## 任务要求
在选段的代码中，宏 eps 被定义成什么值？

## 选段
********************

# 【bzoj1038】瞭望塔 半平面交

【输入样例一】
6
1 2 4 5 6 7
1 2 2 4 2 1
【输入样例二】
4
10 20 49 59
0 10 10 0

【输出样例一】
1.000
【输出样例二】
14.500

#include <cmath>
#include <cstdio>
#include <cstring>
#include <algorithm>
#define N 310
#define eps 1e-9
using namespace std;
typedef long double ld;
struct point
{
ld x , y;
point() {}
point(ld a , ld b) {x = a , y = b;}
point operator+(const point &a)const {return point(x + a.x , y + a.y);}
point operator-(const point &a)const {return point(x - a.x , y - a.y);}
point operator*(const ld &a)const {return point(x * a , y * a);}
bool operator<(const point &a)const {return x < a.x;}
}p[N] , c[N];
struct line
{
point p , v;
ld ang;
}a[N] , q[N];
inline ld cross(point a , point b) {return a.x * b.y - a.y * b.x;}
inline bool left(line a , point b) {return cross(a.v , b - a.p) > eps;}
inline point inter(line a , line b)

********************

## 所给信息
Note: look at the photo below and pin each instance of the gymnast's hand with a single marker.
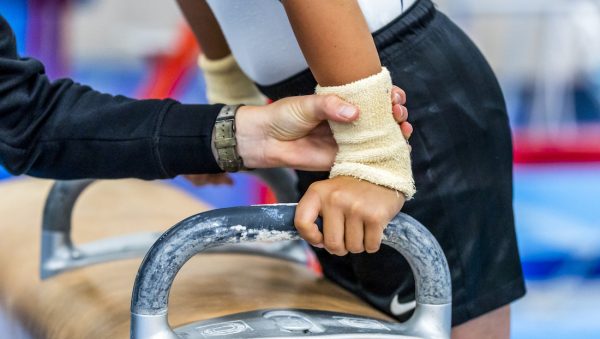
(292, 132)
(355, 212)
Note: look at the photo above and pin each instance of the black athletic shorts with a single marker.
(462, 164)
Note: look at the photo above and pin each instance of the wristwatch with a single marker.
(224, 140)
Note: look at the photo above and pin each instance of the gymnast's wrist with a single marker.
(250, 128)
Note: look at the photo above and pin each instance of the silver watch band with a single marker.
(224, 140)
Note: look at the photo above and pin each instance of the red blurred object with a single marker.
(580, 146)
(265, 195)
(168, 70)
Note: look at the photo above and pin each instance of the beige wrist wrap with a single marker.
(227, 84)
(372, 148)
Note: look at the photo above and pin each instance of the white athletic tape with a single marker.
(227, 84)
(372, 148)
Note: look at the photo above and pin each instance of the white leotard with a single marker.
(262, 41)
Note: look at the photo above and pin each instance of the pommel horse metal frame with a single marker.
(196, 234)
(59, 254)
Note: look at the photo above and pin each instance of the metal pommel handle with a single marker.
(274, 223)
(59, 254)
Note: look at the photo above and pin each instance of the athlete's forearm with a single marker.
(205, 27)
(335, 39)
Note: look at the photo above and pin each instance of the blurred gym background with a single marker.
(546, 54)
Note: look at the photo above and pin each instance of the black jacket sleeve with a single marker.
(65, 130)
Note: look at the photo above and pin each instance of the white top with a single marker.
(261, 37)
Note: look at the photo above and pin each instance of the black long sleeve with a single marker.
(65, 130)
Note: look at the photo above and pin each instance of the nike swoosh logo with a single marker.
(398, 308)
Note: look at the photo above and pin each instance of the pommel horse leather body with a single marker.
(93, 302)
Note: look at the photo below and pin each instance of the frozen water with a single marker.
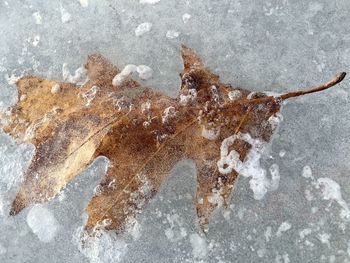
(43, 223)
(260, 45)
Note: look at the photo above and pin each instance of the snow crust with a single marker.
(144, 72)
(42, 223)
(250, 167)
(143, 28)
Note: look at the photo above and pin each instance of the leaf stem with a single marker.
(286, 96)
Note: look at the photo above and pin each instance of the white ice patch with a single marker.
(12, 79)
(151, 2)
(143, 71)
(331, 191)
(250, 167)
(234, 94)
(79, 78)
(275, 120)
(133, 227)
(65, 16)
(199, 246)
(324, 238)
(186, 17)
(303, 233)
(282, 153)
(168, 114)
(268, 233)
(143, 28)
(42, 223)
(84, 3)
(102, 248)
(176, 231)
(90, 95)
(285, 226)
(3, 250)
(172, 34)
(307, 172)
(210, 134)
(55, 88)
(36, 40)
(190, 97)
(38, 18)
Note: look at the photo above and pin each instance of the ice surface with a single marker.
(260, 45)
(143, 28)
(43, 223)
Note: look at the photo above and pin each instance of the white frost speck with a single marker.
(234, 94)
(143, 28)
(65, 16)
(151, 2)
(331, 191)
(168, 114)
(84, 3)
(261, 252)
(210, 134)
(176, 231)
(104, 247)
(171, 34)
(186, 17)
(268, 233)
(43, 223)
(12, 79)
(229, 161)
(133, 228)
(3, 250)
(38, 18)
(143, 71)
(324, 238)
(79, 78)
(303, 233)
(307, 172)
(282, 153)
(285, 226)
(36, 40)
(55, 88)
(190, 97)
(199, 246)
(274, 120)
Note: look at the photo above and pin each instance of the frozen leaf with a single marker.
(143, 133)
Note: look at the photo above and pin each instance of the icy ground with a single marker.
(260, 45)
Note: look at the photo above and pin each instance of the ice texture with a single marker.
(272, 45)
(42, 223)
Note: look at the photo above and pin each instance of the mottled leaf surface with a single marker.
(142, 132)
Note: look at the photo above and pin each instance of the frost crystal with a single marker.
(43, 223)
(143, 28)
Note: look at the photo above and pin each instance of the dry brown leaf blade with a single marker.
(143, 133)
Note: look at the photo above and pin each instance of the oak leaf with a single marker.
(142, 132)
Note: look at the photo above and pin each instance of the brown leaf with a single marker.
(142, 132)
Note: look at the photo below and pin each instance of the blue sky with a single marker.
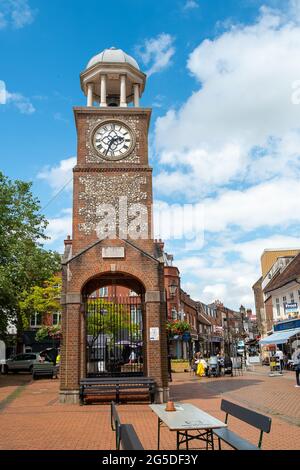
(225, 125)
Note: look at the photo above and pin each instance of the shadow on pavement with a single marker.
(207, 390)
(15, 380)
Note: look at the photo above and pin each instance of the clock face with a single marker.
(113, 140)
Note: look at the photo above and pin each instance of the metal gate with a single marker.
(114, 336)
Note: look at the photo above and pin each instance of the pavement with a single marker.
(31, 416)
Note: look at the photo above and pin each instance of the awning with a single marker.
(279, 337)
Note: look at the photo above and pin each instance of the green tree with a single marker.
(109, 318)
(41, 299)
(23, 261)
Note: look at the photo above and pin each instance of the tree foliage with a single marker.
(177, 327)
(109, 318)
(41, 299)
(23, 261)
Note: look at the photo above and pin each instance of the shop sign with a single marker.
(291, 307)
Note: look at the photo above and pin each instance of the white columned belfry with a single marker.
(112, 78)
(103, 102)
(136, 94)
(123, 103)
(90, 89)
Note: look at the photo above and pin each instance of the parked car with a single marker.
(24, 362)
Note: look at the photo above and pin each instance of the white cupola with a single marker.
(112, 78)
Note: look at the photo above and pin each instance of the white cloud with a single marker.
(216, 276)
(59, 177)
(157, 52)
(270, 204)
(58, 229)
(2, 92)
(16, 13)
(190, 5)
(241, 125)
(21, 102)
(235, 145)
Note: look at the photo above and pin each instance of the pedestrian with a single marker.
(296, 361)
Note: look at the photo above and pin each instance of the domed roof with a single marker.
(113, 55)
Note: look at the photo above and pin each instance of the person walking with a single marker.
(296, 361)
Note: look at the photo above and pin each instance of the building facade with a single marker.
(112, 242)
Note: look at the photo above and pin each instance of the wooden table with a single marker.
(187, 418)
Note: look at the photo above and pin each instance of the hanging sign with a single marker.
(154, 334)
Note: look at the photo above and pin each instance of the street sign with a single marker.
(186, 336)
(291, 307)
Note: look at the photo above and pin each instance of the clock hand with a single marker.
(109, 145)
(117, 139)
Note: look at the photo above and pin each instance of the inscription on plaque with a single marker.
(113, 252)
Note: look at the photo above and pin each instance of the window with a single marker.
(132, 294)
(103, 292)
(36, 320)
(56, 319)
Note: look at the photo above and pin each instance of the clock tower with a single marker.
(112, 245)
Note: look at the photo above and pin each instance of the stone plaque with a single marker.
(113, 252)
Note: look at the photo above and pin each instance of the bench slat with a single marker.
(253, 418)
(234, 440)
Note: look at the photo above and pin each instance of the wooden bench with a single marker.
(129, 439)
(257, 420)
(126, 437)
(115, 423)
(116, 389)
(46, 369)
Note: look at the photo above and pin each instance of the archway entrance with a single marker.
(114, 311)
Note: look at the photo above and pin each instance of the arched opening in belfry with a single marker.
(114, 316)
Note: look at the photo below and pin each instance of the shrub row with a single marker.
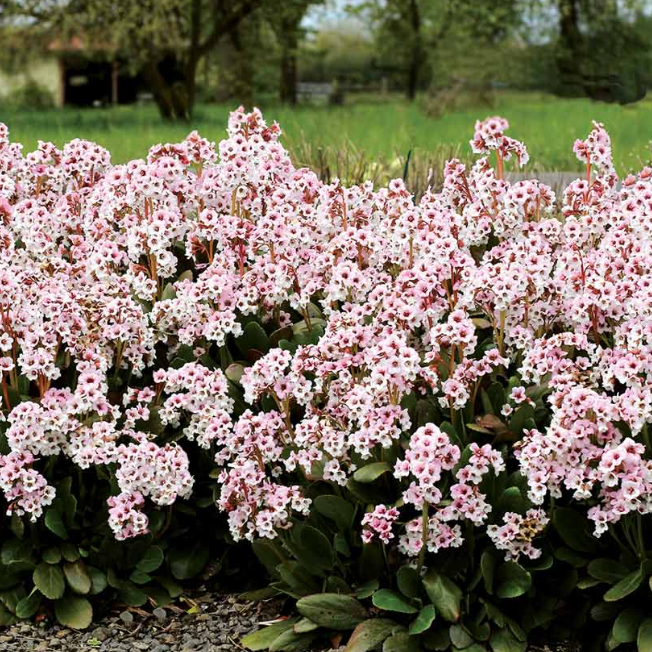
(428, 420)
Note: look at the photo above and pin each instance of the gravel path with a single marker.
(215, 625)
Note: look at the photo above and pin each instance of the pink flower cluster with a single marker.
(123, 289)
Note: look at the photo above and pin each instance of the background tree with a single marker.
(163, 39)
(285, 18)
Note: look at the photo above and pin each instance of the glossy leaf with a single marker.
(369, 634)
(444, 594)
(49, 580)
(332, 610)
(391, 601)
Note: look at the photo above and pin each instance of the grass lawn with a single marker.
(548, 125)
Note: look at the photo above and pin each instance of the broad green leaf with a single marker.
(74, 611)
(437, 638)
(625, 587)
(573, 528)
(291, 641)
(138, 577)
(511, 500)
(366, 589)
(234, 372)
(29, 605)
(267, 555)
(254, 338)
(6, 617)
(409, 582)
(607, 570)
(151, 560)
(512, 580)
(487, 565)
(626, 626)
(392, 601)
(133, 596)
(17, 555)
(332, 610)
(77, 577)
(444, 594)
(371, 472)
(49, 580)
(54, 523)
(263, 638)
(460, 638)
(644, 636)
(337, 509)
(605, 611)
(189, 561)
(316, 551)
(98, 580)
(304, 626)
(575, 559)
(370, 634)
(502, 640)
(423, 621)
(69, 551)
(52, 555)
(401, 642)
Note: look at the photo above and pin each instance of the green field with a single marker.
(548, 125)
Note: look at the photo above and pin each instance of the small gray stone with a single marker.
(100, 633)
(127, 617)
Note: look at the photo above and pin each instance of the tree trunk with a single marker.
(174, 91)
(288, 85)
(569, 59)
(416, 54)
(243, 83)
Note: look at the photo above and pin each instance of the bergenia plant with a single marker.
(437, 397)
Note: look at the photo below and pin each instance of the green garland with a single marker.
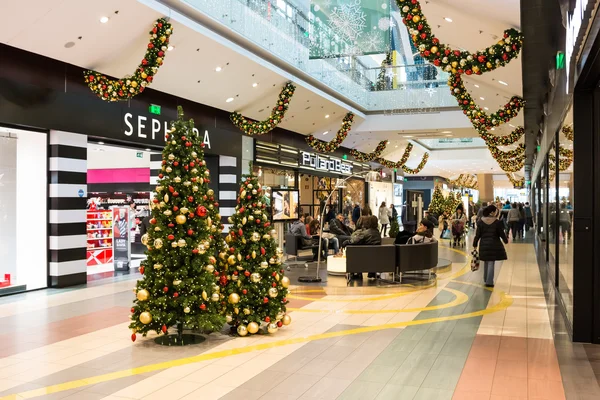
(399, 164)
(478, 117)
(493, 140)
(366, 157)
(130, 86)
(419, 167)
(329, 147)
(456, 61)
(254, 128)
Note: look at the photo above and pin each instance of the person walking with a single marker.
(489, 236)
(384, 217)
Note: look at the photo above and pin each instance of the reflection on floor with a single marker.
(450, 339)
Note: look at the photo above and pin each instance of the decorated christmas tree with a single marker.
(179, 277)
(256, 287)
(436, 207)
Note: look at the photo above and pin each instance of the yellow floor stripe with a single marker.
(460, 298)
(505, 301)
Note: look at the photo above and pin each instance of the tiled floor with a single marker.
(455, 339)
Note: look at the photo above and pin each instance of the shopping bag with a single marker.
(474, 260)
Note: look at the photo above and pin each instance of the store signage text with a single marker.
(325, 164)
(574, 22)
(144, 127)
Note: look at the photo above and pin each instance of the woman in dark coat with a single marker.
(490, 235)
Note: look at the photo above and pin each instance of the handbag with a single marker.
(474, 260)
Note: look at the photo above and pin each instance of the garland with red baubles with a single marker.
(366, 157)
(256, 128)
(130, 86)
(329, 147)
(457, 61)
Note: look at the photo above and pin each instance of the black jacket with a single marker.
(490, 232)
(338, 228)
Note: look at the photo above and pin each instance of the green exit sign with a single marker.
(154, 109)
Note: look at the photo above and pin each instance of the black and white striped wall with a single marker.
(67, 209)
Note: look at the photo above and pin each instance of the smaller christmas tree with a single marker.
(436, 207)
(255, 286)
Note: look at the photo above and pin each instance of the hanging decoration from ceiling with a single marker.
(457, 61)
(342, 28)
(478, 117)
(366, 157)
(256, 128)
(419, 167)
(395, 165)
(130, 86)
(335, 143)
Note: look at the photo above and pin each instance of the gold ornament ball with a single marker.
(272, 328)
(242, 330)
(252, 327)
(142, 295)
(145, 318)
(234, 298)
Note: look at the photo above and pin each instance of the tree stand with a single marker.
(179, 339)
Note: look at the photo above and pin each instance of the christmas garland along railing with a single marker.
(456, 61)
(478, 117)
(330, 147)
(130, 86)
(366, 157)
(255, 128)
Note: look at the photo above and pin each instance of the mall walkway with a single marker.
(455, 340)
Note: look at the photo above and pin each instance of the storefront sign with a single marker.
(325, 164)
(574, 23)
(122, 246)
(144, 128)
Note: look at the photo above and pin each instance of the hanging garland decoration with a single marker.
(456, 61)
(330, 147)
(399, 164)
(255, 128)
(478, 117)
(366, 157)
(493, 140)
(387, 61)
(568, 132)
(419, 167)
(130, 86)
(515, 154)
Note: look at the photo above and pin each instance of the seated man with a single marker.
(367, 235)
(339, 229)
(298, 228)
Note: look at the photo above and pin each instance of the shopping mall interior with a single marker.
(300, 199)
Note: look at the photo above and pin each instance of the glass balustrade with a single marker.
(283, 29)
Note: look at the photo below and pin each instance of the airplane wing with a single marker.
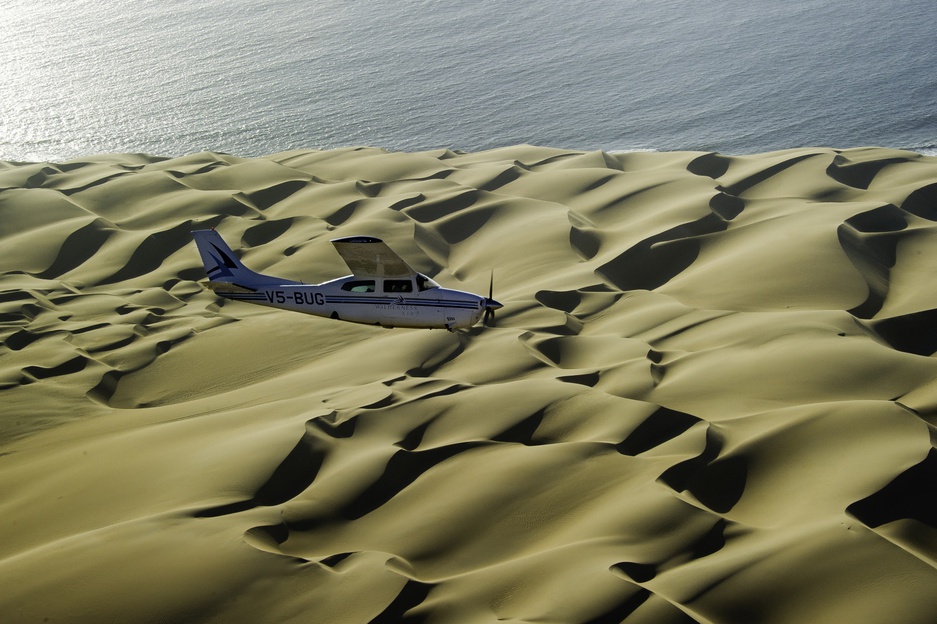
(367, 256)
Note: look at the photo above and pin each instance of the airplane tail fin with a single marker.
(223, 267)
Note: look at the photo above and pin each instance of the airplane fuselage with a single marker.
(388, 302)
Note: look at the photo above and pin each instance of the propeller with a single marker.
(490, 304)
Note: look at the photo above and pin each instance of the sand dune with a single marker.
(710, 396)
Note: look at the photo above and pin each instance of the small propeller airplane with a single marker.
(382, 289)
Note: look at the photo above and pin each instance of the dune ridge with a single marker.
(710, 396)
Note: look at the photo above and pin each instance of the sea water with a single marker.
(81, 77)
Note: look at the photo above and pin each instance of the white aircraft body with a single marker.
(382, 290)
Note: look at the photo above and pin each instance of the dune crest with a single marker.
(710, 395)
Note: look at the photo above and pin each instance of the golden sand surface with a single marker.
(710, 396)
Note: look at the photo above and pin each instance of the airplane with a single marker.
(382, 289)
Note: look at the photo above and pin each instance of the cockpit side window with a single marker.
(359, 286)
(398, 286)
(425, 283)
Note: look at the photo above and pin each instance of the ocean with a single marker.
(82, 77)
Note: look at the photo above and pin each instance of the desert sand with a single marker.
(710, 397)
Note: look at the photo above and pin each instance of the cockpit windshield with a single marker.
(425, 283)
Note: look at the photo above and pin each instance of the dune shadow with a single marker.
(716, 483)
(909, 495)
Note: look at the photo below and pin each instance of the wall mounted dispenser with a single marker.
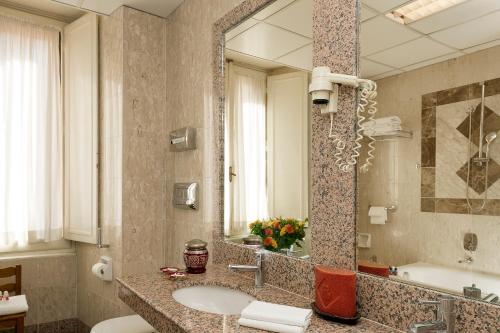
(186, 196)
(183, 139)
(104, 269)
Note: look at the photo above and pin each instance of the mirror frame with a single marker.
(333, 194)
(328, 185)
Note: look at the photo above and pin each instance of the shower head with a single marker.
(490, 137)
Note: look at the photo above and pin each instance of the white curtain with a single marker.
(31, 204)
(246, 129)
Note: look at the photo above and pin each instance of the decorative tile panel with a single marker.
(445, 145)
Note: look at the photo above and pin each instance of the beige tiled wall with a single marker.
(412, 235)
(189, 103)
(144, 142)
(97, 300)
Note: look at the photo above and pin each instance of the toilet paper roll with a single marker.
(98, 270)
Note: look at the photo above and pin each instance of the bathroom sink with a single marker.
(213, 299)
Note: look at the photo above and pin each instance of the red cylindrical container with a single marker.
(335, 291)
(196, 256)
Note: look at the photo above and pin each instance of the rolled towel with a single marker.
(277, 313)
(387, 121)
(380, 133)
(272, 327)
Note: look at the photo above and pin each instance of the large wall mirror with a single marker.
(268, 60)
(428, 210)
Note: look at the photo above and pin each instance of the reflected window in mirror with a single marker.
(268, 60)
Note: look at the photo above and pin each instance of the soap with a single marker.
(373, 268)
(335, 291)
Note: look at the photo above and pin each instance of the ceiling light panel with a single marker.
(464, 12)
(380, 33)
(384, 5)
(419, 9)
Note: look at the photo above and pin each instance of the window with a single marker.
(31, 149)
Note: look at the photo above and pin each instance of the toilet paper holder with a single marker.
(104, 268)
(390, 208)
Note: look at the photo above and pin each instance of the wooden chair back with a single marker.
(14, 287)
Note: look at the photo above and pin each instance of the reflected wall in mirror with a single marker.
(267, 129)
(428, 210)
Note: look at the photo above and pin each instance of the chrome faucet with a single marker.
(259, 258)
(444, 321)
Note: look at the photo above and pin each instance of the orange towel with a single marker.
(373, 268)
(336, 291)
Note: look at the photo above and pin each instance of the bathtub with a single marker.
(448, 279)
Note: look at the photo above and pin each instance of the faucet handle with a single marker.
(428, 302)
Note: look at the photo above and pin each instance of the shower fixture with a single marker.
(489, 138)
(483, 157)
(480, 159)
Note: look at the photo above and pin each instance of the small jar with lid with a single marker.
(196, 256)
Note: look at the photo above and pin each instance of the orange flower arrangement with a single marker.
(279, 233)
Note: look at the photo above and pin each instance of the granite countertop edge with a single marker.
(154, 290)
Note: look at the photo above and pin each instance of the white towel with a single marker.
(378, 215)
(380, 133)
(385, 121)
(277, 313)
(272, 327)
(15, 304)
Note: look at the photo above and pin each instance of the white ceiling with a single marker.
(69, 10)
(389, 48)
(45, 8)
(282, 32)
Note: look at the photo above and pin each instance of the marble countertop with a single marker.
(151, 297)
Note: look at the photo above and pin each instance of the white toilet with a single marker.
(127, 324)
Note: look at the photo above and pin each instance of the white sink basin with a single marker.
(213, 299)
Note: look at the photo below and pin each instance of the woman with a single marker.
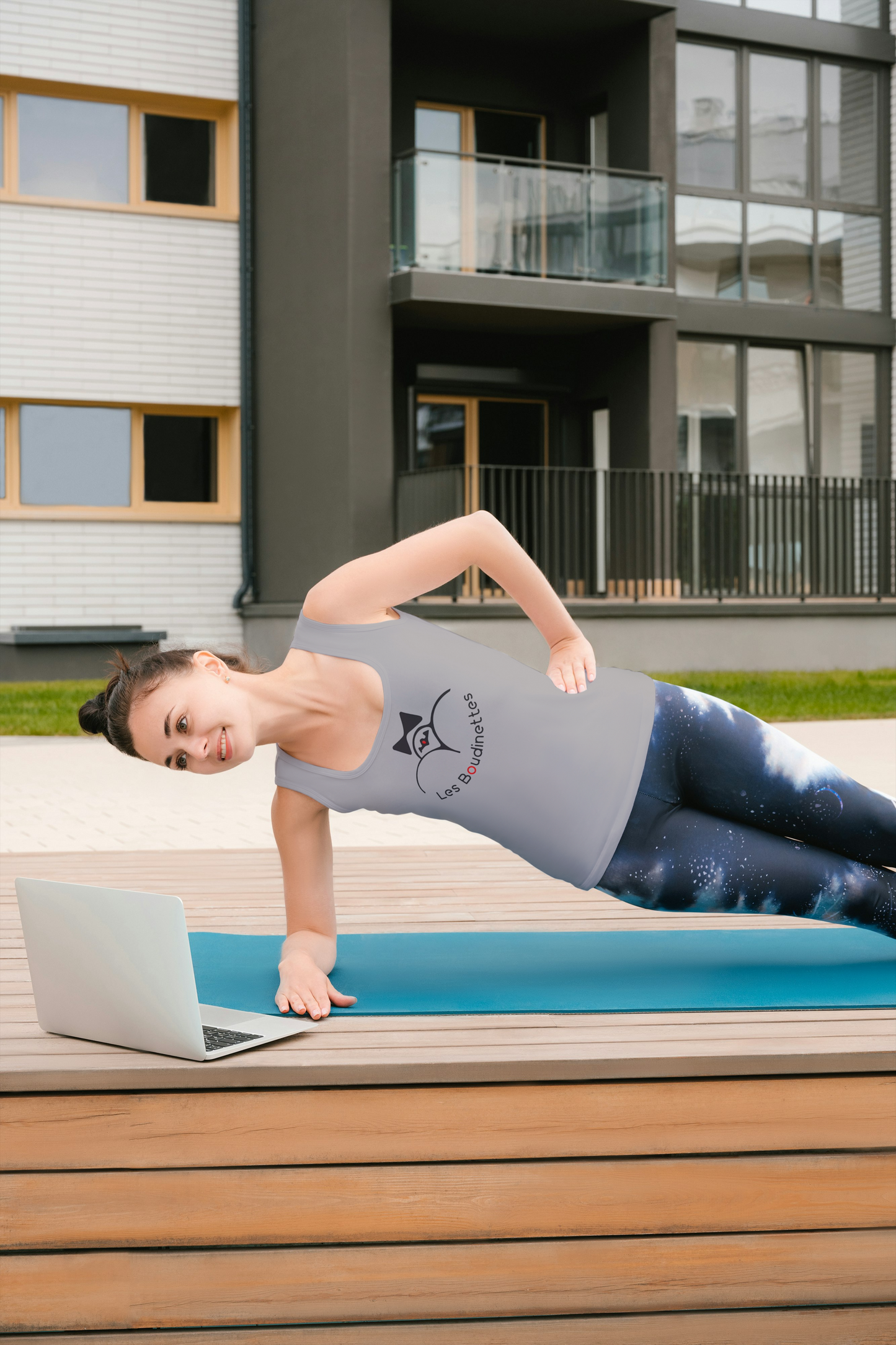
(665, 798)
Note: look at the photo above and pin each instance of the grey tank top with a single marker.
(472, 736)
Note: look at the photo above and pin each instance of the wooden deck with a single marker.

********************

## 练习结果
1e-9